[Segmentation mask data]
____________

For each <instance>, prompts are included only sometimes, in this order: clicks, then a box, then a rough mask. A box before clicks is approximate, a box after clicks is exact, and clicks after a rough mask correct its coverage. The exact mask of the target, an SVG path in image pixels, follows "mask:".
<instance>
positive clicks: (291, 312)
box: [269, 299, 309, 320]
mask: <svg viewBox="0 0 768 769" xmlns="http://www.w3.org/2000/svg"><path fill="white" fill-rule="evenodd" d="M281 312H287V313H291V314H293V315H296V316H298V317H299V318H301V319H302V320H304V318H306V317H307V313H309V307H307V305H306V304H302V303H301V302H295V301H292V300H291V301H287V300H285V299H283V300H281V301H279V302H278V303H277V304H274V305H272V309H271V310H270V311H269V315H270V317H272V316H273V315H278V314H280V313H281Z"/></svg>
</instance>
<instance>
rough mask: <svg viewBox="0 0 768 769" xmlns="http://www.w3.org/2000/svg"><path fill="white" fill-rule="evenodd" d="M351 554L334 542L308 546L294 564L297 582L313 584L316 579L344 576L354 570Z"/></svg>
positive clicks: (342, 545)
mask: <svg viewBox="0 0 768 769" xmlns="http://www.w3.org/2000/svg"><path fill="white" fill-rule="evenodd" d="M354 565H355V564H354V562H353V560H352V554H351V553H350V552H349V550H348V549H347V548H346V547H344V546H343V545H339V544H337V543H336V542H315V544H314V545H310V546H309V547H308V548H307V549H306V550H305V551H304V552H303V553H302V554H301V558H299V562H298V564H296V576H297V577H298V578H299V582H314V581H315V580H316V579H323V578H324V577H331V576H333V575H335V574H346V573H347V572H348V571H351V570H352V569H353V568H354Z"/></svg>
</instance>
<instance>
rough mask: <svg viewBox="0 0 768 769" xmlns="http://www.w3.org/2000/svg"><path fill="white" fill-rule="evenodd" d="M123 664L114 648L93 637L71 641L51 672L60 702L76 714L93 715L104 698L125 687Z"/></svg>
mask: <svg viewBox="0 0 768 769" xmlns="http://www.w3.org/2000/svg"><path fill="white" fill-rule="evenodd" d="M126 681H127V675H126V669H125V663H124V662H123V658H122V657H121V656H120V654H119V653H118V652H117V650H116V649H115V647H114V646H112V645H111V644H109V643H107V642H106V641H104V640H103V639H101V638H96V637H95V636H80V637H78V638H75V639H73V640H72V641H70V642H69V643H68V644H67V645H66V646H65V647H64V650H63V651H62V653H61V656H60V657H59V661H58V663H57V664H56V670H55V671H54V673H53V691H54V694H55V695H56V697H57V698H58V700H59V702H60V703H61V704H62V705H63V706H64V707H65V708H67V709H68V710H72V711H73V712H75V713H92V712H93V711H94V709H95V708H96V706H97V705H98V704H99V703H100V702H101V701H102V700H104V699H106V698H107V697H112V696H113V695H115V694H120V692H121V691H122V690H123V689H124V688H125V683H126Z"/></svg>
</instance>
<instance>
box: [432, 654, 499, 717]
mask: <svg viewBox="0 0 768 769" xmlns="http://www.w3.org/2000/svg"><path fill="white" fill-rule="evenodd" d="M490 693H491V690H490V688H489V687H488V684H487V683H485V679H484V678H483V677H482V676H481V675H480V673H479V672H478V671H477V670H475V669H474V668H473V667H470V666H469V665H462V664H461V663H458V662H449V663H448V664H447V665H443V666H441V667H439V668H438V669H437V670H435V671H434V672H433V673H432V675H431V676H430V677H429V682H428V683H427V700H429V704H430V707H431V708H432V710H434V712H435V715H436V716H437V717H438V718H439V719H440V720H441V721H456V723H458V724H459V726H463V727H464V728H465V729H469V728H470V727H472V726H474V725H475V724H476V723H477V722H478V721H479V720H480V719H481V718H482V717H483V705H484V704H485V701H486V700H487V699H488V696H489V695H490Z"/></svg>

____________

Your task is to restate, word for word, the lines from the beginning of the records to the line with "positive clicks: (291, 312)", inclusive.

The completed task -
For each <instance>, prompts are included only sometimes, in this order: clicks, then a box, then a rough mask. A box before clicks is approximate, a box after clicks is exact, and clicks after a rough mask correct its coverage. The exact mask of the target, an SVG path in image pixels, follows "mask:".
<instance>
positive clicks: (291, 312)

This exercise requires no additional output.